[SELECTED PASSAGE]:
The biggest thing was wood consumption, I was going through 5.5 to 6 cord a winter with the fisher.  The englander 30 I picked up does that same job on 4 to 4.5 cord of wood.  To boot, the chimney stays cleaner, house maintains a better average temp, and I have a big glass window for watching the fire.

In the end, I never planned on or wanted to get rid of the fisher as I loved it, but I certainly can't complain a bit about the replacement.  Also, I had been stuck with the same homeowners insurance company because I couldn't find another that would take me on with a non-UL approved stove.  

For my cabin, I'm still running the old school stoves and plan to keep it that way.  And for anyone else, if they are happy with what they have, and it is safe, stick with it.

My grandmother still likes to burn about a cord of wood per winter.  For her, no way in heck I'm taking the fisher out, she knows how to run it and there's no point in having her learn a new stove at this point.  Others like the older stoves because they are also better at using wood that is less than well seasoned.

pen


----------



## peakbagger (Oct 31, 2013)

My wood boiler was free for the taking, it may not be a gasifier but with storage I run it flat out so the efficiency is not bad. When some one offers me a good gasifier free fro the taking, I will consider replacing it but it would be hard to justify the cost of a new one.

[ENTRIES SHOWN]:
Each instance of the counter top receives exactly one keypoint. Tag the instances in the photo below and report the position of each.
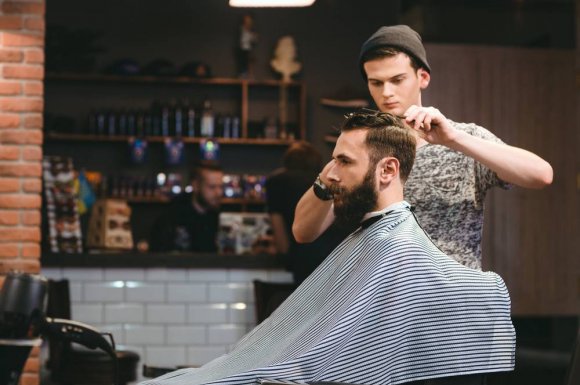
(169, 259)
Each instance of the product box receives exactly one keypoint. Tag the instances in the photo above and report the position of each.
(243, 233)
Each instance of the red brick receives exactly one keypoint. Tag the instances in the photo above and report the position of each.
(34, 23)
(23, 7)
(10, 22)
(25, 265)
(20, 201)
(30, 251)
(33, 88)
(21, 136)
(32, 153)
(31, 185)
(21, 169)
(9, 250)
(20, 234)
(22, 40)
(9, 217)
(10, 88)
(23, 71)
(9, 184)
(33, 121)
(29, 379)
(11, 55)
(9, 120)
(30, 217)
(9, 152)
(34, 56)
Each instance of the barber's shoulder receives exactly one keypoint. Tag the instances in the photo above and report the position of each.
(474, 130)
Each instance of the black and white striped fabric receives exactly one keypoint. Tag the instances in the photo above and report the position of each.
(386, 307)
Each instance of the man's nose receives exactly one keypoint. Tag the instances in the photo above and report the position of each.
(332, 174)
(387, 90)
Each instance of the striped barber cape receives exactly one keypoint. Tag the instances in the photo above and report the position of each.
(385, 307)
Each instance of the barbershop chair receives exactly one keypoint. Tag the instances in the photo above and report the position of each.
(268, 296)
(72, 364)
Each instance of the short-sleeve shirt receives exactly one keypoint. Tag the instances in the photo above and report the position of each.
(447, 190)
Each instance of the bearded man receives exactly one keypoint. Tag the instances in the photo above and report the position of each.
(386, 307)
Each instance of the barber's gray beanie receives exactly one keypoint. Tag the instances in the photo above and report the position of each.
(397, 36)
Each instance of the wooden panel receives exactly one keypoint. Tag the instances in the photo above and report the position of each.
(529, 99)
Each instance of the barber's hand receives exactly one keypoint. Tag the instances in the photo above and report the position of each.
(324, 173)
(430, 124)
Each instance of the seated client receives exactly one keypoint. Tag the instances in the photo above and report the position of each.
(386, 306)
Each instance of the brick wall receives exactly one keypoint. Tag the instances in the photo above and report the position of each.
(21, 104)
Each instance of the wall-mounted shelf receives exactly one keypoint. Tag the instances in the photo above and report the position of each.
(56, 136)
(288, 96)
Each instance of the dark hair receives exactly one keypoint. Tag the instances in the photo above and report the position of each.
(387, 136)
(302, 156)
(209, 165)
(385, 51)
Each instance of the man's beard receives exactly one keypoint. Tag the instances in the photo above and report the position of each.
(351, 205)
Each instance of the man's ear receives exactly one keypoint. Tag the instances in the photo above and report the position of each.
(424, 78)
(388, 170)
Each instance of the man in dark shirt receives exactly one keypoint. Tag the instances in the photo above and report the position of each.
(192, 220)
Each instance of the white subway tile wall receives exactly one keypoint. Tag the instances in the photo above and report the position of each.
(170, 317)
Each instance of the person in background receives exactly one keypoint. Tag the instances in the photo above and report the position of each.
(284, 187)
(456, 165)
(191, 222)
(386, 306)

[BRIEF 1]:
In the wood stove thread, how much wood did the fisher burn each winter?
[BRIEF 2]:
Duplicate everything in the wood stove thread from "The biggest thing" down to "non-UL approved stove.".

[CORRECT OUTPUT 1]:
5.5 to 6 cords.

[CORRECT OUTPUT 2]:
The biggest thing was wood consumption, I was going through 5.5 to 6 cord a winter with the fisher.  The englander 30 I picked up does that same job on 4 to 4.5 cord of wood.  To boot, the chimney stays cleaner, house maintains a better average temp, and I have a big glass window for watching the fire.

In the end, I never planned on or wanted to get rid of the fisher as I loved it, but I certainly can't complain a bit about the replacement.  Also, I had been stuck with the same homeowners insurance company because I couldn't find another that would take me on with a non-UL approved stove.